*** Data excerpts Section Begins ***

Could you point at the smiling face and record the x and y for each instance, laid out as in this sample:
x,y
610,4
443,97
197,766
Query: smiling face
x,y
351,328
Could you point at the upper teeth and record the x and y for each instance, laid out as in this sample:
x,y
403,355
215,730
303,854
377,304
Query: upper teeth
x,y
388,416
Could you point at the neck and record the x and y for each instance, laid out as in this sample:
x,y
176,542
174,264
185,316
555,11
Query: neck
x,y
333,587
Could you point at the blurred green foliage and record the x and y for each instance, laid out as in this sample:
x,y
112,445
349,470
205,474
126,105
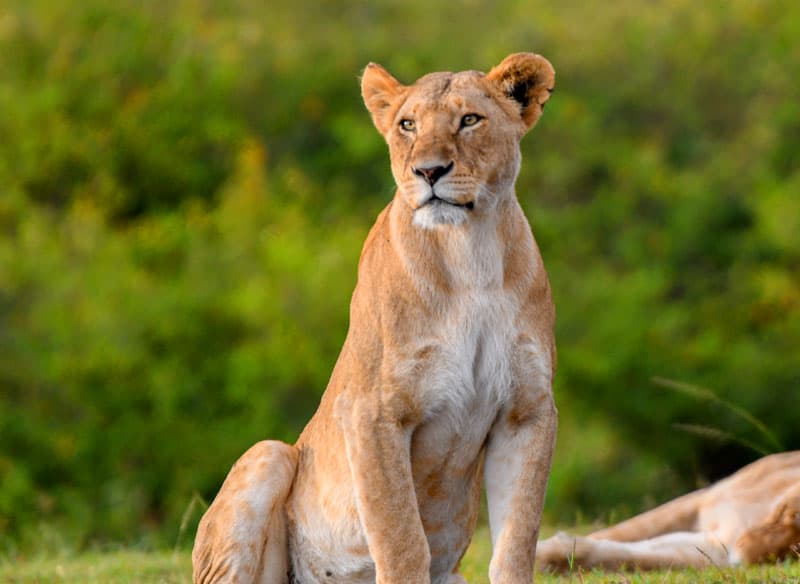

*** Data excerpts Section Ends ***

Work order: State how many lines of the entries above include the word "point", offering no text other than the number.

Expected output: 4